Goal of the exercise:
Copy out each of the lines below that contains the word "fixture", leaving out all other lines.

Information provided:
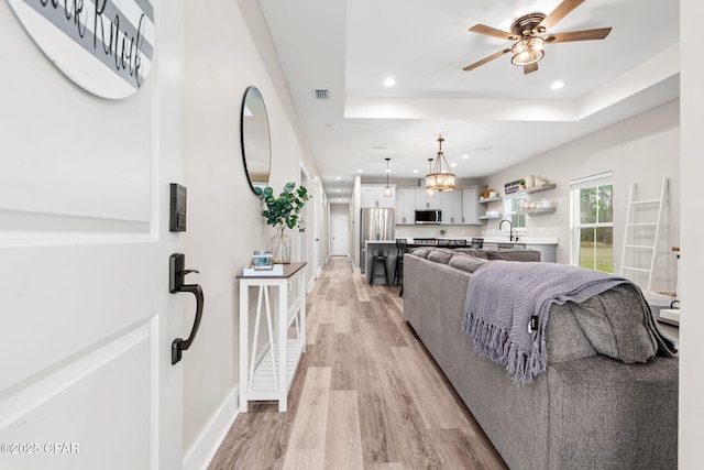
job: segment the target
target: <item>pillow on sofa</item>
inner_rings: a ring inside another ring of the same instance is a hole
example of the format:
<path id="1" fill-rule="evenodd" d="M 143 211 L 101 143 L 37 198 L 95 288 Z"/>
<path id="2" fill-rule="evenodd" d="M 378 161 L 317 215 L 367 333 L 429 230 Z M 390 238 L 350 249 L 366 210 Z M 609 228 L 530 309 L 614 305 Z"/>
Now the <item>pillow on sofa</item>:
<path id="1" fill-rule="evenodd" d="M 491 250 L 488 252 L 488 259 L 504 261 L 540 261 L 540 252 L 522 248 Z"/>
<path id="2" fill-rule="evenodd" d="M 429 261 L 442 264 L 448 264 L 452 256 L 454 256 L 454 253 L 446 250 L 431 250 L 430 253 L 428 253 Z"/>
<path id="3" fill-rule="evenodd" d="M 474 271 L 482 267 L 485 263 L 488 263 L 488 260 L 458 253 L 452 256 L 452 260 L 450 260 L 448 264 L 452 267 L 457 267 L 458 270 L 473 273 Z"/>

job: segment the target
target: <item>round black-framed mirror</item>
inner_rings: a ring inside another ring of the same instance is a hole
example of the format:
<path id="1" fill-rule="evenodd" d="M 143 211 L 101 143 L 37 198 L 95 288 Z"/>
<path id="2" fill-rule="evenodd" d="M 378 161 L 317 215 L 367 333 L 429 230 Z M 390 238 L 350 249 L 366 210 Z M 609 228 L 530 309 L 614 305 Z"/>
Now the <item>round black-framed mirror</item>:
<path id="1" fill-rule="evenodd" d="M 272 144 L 268 117 L 262 94 L 256 87 L 248 87 L 242 99 L 240 116 L 242 163 L 252 192 L 256 186 L 268 186 L 272 171 Z"/>

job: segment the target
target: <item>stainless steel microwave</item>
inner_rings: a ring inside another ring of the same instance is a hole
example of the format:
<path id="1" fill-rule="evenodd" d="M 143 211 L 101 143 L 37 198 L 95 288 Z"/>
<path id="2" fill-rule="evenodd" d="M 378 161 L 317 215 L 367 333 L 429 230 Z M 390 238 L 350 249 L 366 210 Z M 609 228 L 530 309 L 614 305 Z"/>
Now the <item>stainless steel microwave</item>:
<path id="1" fill-rule="evenodd" d="M 439 209 L 416 210 L 416 223 L 440 223 L 442 211 Z"/>

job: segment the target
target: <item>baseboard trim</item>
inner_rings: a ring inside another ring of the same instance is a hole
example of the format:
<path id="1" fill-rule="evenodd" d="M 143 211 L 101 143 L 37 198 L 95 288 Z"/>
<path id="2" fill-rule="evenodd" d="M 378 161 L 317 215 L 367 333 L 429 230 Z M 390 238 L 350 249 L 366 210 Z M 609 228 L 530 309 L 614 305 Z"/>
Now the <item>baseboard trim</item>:
<path id="1" fill-rule="evenodd" d="M 207 470 L 240 411 L 240 384 L 235 384 L 198 439 L 184 456 L 184 470 Z"/>

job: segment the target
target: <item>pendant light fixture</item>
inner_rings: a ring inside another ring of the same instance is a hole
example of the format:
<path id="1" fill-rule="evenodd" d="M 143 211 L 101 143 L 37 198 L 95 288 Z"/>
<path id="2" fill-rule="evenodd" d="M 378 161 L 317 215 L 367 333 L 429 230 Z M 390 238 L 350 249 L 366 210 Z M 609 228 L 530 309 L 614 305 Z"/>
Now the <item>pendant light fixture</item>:
<path id="1" fill-rule="evenodd" d="M 443 141 L 442 135 L 438 135 L 438 157 L 436 159 L 432 171 L 426 175 L 426 190 L 432 189 L 439 193 L 454 190 L 454 174 L 450 173 L 450 165 L 448 165 L 447 160 L 444 160 L 444 154 L 442 153 Z"/>
<path id="2" fill-rule="evenodd" d="M 432 173 L 432 161 L 435 159 L 428 159 L 428 172 Z M 429 187 L 426 187 L 426 197 L 436 197 L 436 190 Z"/>
<path id="3" fill-rule="evenodd" d="M 386 160 L 386 187 L 384 188 L 384 197 L 392 197 L 392 187 L 388 185 L 388 161 L 392 159 L 384 159 Z"/>

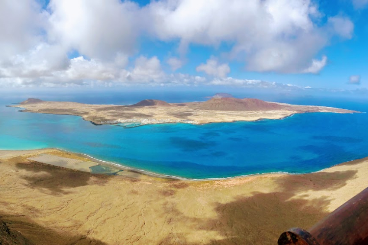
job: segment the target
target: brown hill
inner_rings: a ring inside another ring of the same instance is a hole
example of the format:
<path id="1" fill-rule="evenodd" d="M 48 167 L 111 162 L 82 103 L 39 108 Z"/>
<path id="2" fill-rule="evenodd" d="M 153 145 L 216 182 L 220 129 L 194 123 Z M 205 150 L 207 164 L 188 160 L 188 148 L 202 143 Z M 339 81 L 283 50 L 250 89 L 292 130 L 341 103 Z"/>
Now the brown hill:
<path id="1" fill-rule="evenodd" d="M 30 245 L 31 244 L 19 232 L 10 230 L 2 220 L 0 220 L 0 244 L 4 245 Z"/>
<path id="2" fill-rule="evenodd" d="M 171 106 L 171 105 L 166 101 L 159 100 L 158 99 L 144 99 L 139 101 L 136 104 L 132 105 L 131 106 Z"/>
<path id="3" fill-rule="evenodd" d="M 205 98 L 233 98 L 234 97 L 233 95 L 227 94 L 226 93 L 217 93 L 213 96 L 208 96 Z"/>
<path id="4" fill-rule="evenodd" d="M 216 111 L 266 111 L 281 110 L 286 106 L 257 98 L 212 98 L 199 104 L 202 110 Z"/>
<path id="5" fill-rule="evenodd" d="M 20 104 L 21 105 L 25 105 L 26 104 L 35 104 L 37 103 L 41 103 L 42 102 L 43 102 L 43 101 L 39 98 L 29 98 L 26 100 L 20 102 Z"/>

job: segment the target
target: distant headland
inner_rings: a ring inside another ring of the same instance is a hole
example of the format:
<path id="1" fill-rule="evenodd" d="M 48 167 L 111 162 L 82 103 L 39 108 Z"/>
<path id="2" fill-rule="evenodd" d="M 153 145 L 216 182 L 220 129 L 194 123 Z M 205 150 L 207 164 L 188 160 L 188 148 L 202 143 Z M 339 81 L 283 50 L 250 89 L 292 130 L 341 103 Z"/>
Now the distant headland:
<path id="1" fill-rule="evenodd" d="M 224 93 L 216 94 L 204 102 L 178 103 L 145 99 L 133 105 L 113 105 L 45 101 L 30 98 L 19 104 L 9 106 L 25 108 L 21 110 L 22 112 L 79 116 L 96 124 L 128 127 L 155 123 L 204 124 L 281 119 L 308 112 L 359 112 L 325 106 L 267 102 L 257 98 L 237 98 Z"/>

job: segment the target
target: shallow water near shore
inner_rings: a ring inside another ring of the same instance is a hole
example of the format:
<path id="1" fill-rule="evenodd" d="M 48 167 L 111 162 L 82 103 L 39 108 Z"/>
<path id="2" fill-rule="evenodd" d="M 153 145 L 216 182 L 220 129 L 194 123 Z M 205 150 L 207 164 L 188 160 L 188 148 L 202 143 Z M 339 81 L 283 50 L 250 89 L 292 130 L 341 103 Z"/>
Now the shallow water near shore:
<path id="1" fill-rule="evenodd" d="M 19 112 L 17 108 L 5 107 L 18 102 L 9 99 L 0 100 L 1 149 L 57 147 L 157 173 L 193 179 L 309 172 L 368 155 L 368 115 L 365 113 L 309 113 L 281 120 L 125 129 L 96 126 L 76 116 Z M 69 100 L 90 102 L 80 98 Z M 172 100 L 166 99 L 181 102 Z M 363 102 L 276 101 L 368 111 L 368 103 Z"/>

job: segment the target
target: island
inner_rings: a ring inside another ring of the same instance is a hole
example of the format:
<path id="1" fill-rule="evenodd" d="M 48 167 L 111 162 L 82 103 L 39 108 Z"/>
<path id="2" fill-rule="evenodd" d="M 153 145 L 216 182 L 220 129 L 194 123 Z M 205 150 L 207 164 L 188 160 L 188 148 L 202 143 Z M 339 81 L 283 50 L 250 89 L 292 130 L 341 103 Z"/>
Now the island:
<path id="1" fill-rule="evenodd" d="M 325 106 L 300 105 L 267 102 L 257 98 L 215 96 L 204 102 L 167 103 L 145 99 L 129 105 L 87 104 L 74 102 L 46 101 L 30 98 L 19 104 L 20 111 L 82 117 L 97 125 L 118 124 L 125 127 L 148 124 L 185 123 L 204 124 L 261 119 L 281 119 L 297 113 L 359 112 Z"/>

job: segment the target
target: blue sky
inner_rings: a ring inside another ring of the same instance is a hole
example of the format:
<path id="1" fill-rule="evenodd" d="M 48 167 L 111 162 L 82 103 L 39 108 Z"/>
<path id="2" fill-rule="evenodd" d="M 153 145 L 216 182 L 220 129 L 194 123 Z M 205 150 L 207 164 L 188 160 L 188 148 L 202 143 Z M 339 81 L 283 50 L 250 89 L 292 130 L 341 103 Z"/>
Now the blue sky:
<path id="1" fill-rule="evenodd" d="M 0 2 L 0 87 L 368 88 L 368 0 L 26 2 Z"/>

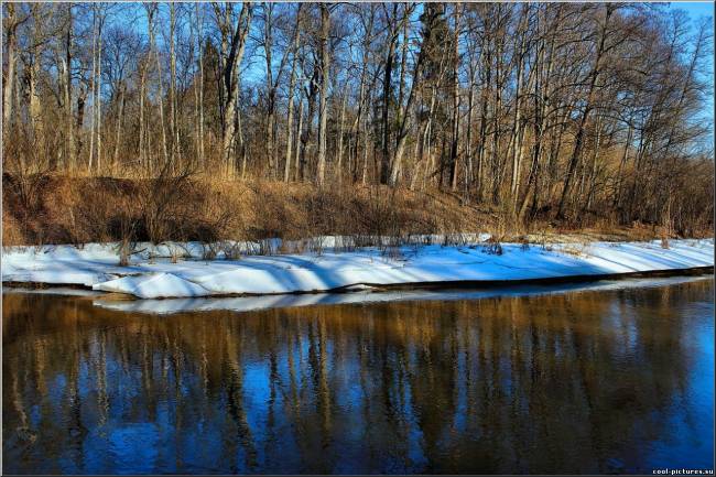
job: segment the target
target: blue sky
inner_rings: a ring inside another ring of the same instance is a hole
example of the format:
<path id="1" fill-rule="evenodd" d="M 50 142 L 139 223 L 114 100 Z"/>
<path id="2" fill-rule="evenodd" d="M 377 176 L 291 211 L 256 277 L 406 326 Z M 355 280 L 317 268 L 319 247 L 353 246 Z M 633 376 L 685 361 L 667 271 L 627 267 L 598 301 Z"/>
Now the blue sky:
<path id="1" fill-rule="evenodd" d="M 672 2 L 672 9 L 684 10 L 691 17 L 695 25 L 701 17 L 714 18 L 714 3 L 713 2 Z M 713 46 L 713 43 L 712 43 Z M 710 64 L 708 65 L 709 83 L 712 86 L 710 97 L 706 99 L 704 116 L 712 122 L 712 141 L 714 138 L 714 56 L 710 55 Z"/>

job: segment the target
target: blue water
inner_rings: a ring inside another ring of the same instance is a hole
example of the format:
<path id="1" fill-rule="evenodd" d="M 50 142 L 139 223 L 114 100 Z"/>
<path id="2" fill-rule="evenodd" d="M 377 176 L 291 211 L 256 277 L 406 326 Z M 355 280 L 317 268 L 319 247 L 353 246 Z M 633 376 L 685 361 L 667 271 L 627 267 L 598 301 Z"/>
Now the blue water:
<path id="1" fill-rule="evenodd" d="M 163 315 L 4 294 L 3 471 L 710 469 L 713 293 Z"/>

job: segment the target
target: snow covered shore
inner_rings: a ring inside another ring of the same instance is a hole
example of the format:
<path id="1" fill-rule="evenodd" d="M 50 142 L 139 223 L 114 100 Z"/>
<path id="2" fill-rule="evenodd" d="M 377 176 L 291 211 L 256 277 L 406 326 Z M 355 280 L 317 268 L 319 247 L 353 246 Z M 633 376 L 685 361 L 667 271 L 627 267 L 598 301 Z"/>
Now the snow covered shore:
<path id="1" fill-rule="evenodd" d="M 184 245 L 188 259 L 173 263 L 171 246 L 132 256 L 118 265 L 116 245 L 7 248 L 3 282 L 79 284 L 139 299 L 235 294 L 280 294 L 361 290 L 367 286 L 444 282 L 495 282 L 636 272 L 675 271 L 714 265 L 714 239 L 660 242 L 593 242 L 523 247 L 484 243 L 403 247 L 388 258 L 378 249 L 316 254 L 250 256 L 202 260 L 196 245 Z M 141 247 L 140 247 L 141 248 Z M 159 256 L 159 257 L 158 257 Z"/>

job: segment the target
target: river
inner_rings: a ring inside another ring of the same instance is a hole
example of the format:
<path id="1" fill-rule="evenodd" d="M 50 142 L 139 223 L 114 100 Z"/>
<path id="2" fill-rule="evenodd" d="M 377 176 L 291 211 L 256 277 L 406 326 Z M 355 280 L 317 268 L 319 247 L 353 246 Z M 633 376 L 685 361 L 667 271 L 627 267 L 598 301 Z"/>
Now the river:
<path id="1" fill-rule="evenodd" d="M 3 470 L 713 468 L 714 280 L 151 314 L 3 294 Z"/>

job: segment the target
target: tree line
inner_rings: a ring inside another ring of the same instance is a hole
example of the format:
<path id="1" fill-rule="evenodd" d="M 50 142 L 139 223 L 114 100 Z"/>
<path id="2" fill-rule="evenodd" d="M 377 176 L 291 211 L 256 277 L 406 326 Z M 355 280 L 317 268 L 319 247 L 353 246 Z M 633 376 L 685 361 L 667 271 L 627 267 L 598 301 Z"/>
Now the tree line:
<path id="1" fill-rule="evenodd" d="M 6 172 L 713 224 L 709 24 L 637 3 L 6 3 Z"/>

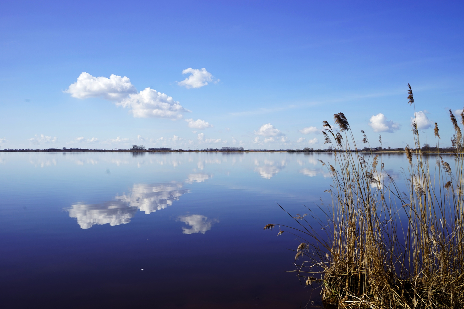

Answer in full:
target: <item>pendant light fixture</item>
Now the <item>pendant light fixture</item>:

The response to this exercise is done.